• **Problem requirements**
Copy the material that follows word for word and omit its pictures.

• **Data provided**
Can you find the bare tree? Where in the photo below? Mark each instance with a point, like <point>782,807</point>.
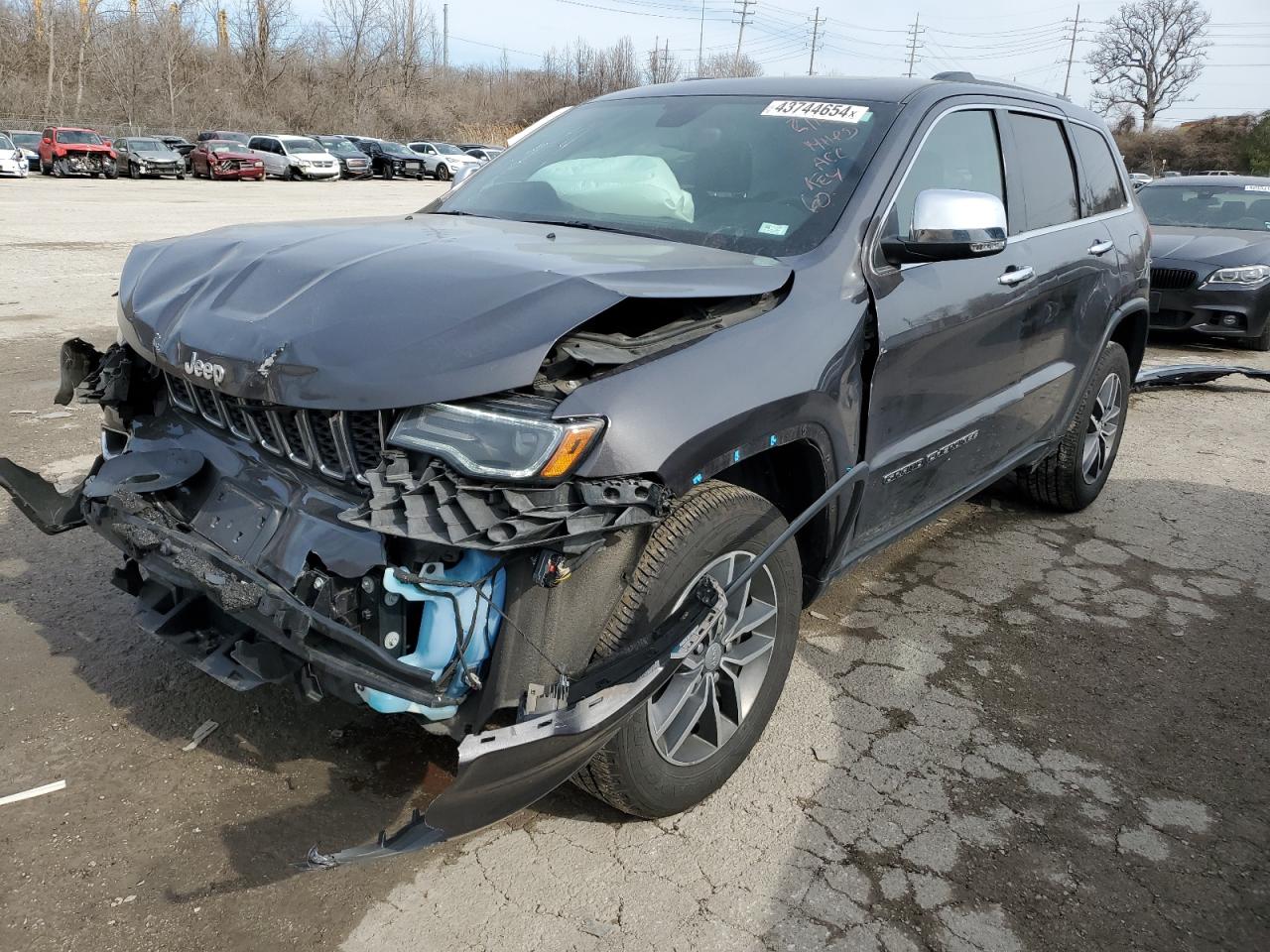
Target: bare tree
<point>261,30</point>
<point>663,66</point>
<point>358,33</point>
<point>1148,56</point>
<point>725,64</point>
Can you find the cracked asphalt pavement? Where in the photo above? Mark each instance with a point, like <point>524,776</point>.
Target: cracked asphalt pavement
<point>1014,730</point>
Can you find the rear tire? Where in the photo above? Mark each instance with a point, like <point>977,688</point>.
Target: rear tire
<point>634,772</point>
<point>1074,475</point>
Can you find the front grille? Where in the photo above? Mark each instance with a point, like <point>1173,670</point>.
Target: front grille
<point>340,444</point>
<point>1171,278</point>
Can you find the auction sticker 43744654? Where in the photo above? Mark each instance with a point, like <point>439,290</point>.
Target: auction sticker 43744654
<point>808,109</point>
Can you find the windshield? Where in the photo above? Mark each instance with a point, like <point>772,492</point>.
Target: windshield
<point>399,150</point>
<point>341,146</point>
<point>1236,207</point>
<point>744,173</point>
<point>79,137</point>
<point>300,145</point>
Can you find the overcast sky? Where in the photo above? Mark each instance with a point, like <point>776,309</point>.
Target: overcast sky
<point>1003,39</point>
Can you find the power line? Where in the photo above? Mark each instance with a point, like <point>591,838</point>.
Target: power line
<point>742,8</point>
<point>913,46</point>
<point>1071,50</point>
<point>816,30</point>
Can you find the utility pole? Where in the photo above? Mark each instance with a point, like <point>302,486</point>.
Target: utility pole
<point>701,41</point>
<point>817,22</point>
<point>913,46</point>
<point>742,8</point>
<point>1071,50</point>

• **Exercise output**
Can you find the bare tree? Where in the photo below? Mark each instance with a point, like <point>782,807</point>.
Target: bare tree
<point>261,30</point>
<point>663,66</point>
<point>358,33</point>
<point>1148,56</point>
<point>725,64</point>
Can you find the cracked asphalt pavement? Where in the photo above? Mark each instance with a point, like <point>524,776</point>.
Target: cracked asphalt pavement
<point>1014,730</point>
Can you find the rear tire? Where in the photo above? Mark each instance with a point, like <point>977,688</point>.
Target: rear tire
<point>634,772</point>
<point>1074,475</point>
Can you find the front grille? Where in the photo above? Mark each instance with a point, like <point>1173,670</point>.
Target: front grille
<point>340,444</point>
<point>1171,278</point>
Can you find the auction sticker 43744654? Where in the photo above? Mark each instance with a point, like <point>439,290</point>.
Target: auction sticker 43744654
<point>808,109</point>
Can you find the windshield? Where in the photo above? Mark each instance with a point, like <point>772,492</point>.
Target: windshield
<point>399,150</point>
<point>341,146</point>
<point>1236,207</point>
<point>744,173</point>
<point>79,137</point>
<point>300,145</point>
Can you find the overcast sky? Where in the photo above? Mark each instance with a point, like <point>776,309</point>.
Target: overcast sky
<point>1003,39</point>
Can you find the power line? Where in the photo above? Mark each instance with a point, like <point>591,838</point>.
Target: power line
<point>742,8</point>
<point>913,46</point>
<point>1071,50</point>
<point>816,30</point>
Can you find the utility pole? Where in the photo above? Mark each instance with a point, like <point>302,486</point>.
Target: utility pole
<point>701,41</point>
<point>817,22</point>
<point>913,46</point>
<point>742,8</point>
<point>1071,50</point>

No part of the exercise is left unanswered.